# SELECTION:
━━━━━━━━━━

Originally Posted by *CookiePie* 
I have returned bad chicken the store with my receipt a few times! They never question me, it stinks!

Yes, I have also returned chicken to the store a few times lately, too. Maybe three times in the past three months. Soooo annoying when you have everything planned for dinner, open the package and are bowled over by the nasty smell. Ugh! And my refrigerator's meat drawer temp is fine - set to the highest setting. Our local grocery store has a double price back guarantee, but still it is such an inconvenience, especially w/kiddos in tow. OT: One time the customer service girl wouldn't give me the double amount back and the kids were starting to act up (we had been waiting in line for a long time) so I didn't have time to ask to see the manager to resolve the issue... oh well, at least I got the purchase price back.


----------



## Holiztic (Oct 10, 2005)

Even the store-bought cage free organic stuff often smells before the sell by date, so take heart in that!

━━━━━━━━━━

# DIRECTIVES:
1/ Decide whether each statement below agrees with the chicken thread: (a) The local grocery store offers a double price back guarantee. (b) The writer asked to see the manager after being refused the double amount. (c) Store-bought cage free organic chicken never smells before the sell by date. Answer yes or no for each, quoting the words of the thread that settle it.
2/ Answer these from the chicken thread, one line each:
(a) About how many times in the past three months was chicken returned?
(b) What is the refrigerator's meat drawer temp set to?
(c) Who wrote the post dated Oct 10, 2005?
3/ Write out the stretch of the chicken thread from "Originally Posted by" through "(Oct 10, 2005)".

[A run of records]
━━━━━━━━━━

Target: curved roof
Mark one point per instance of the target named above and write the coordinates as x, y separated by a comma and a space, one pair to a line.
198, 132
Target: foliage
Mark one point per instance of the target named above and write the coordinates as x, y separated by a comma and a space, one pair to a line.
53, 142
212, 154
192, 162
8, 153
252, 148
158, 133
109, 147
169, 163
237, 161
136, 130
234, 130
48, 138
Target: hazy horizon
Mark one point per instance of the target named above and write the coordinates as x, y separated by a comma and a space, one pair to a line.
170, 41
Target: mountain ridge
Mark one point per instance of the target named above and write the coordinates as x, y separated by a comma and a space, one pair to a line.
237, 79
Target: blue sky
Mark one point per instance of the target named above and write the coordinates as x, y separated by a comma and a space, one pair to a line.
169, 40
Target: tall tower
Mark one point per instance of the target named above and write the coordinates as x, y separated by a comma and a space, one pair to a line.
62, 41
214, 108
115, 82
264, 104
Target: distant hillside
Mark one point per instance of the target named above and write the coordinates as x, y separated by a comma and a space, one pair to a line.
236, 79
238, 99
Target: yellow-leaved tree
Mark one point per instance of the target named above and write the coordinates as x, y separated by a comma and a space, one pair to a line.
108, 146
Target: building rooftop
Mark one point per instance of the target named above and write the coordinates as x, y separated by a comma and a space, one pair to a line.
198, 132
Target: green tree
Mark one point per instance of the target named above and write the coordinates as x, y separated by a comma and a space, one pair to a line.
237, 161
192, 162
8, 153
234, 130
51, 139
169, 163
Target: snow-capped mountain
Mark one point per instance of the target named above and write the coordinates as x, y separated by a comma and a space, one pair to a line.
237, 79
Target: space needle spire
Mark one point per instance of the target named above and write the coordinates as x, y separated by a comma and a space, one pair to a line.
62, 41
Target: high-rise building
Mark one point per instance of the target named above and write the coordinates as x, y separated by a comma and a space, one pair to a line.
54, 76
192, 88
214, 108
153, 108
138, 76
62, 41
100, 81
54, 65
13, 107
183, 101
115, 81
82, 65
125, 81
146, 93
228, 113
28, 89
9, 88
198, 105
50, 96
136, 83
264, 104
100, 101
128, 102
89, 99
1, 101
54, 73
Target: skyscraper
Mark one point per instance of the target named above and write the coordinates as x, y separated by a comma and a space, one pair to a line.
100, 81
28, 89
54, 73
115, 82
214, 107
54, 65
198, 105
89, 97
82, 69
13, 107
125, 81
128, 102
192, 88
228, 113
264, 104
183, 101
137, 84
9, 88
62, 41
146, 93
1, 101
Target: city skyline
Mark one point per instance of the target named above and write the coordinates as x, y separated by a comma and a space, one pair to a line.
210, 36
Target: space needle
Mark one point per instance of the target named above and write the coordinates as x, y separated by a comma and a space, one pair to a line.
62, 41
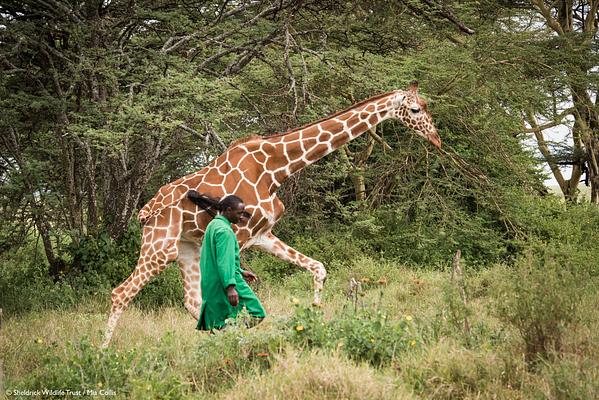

━━━━━━━━━━

# TASK-BY-TASK RESULTS:
1/
(a) Yes: "Our local grocery store has a double price back guarantee"
(b) No: "I didn't have time to ask to see the manager to resolve the issue"
(c) No: "Even the store-bought cage free organic stuff often smells before the sell by date"

2/
(a) Maybe three times.
(b) The highest setting.
(c) Holiztic.

3/
Originally Posted by *CookiePie* 
I have returned bad chicken the store with my receipt a few times! They never question me, it stinks!

Yes, I have also returned chicken to the store a few times lately, too. Maybe three times in the past three months. Soooo annoying when you have everything planned for dinner, open the package and are bowled over by the nasty smell. Ugh! And my refrigerator's meat drawer temp is fine - set to the highest setting. Our local grocery store has a double price back guarantee, but still it is such an inconvenience, especially w/kiddos in tow. OT: One time the customer service girl wouldn't give me the double amount back and the kids were starting to act up (we had been waiting in line for a long time) so I didn't have time to ask to see the manager to resolve the issue... oh well, at least I got the purchase price back.


----------



## Holiztic (Oct 10, 2005)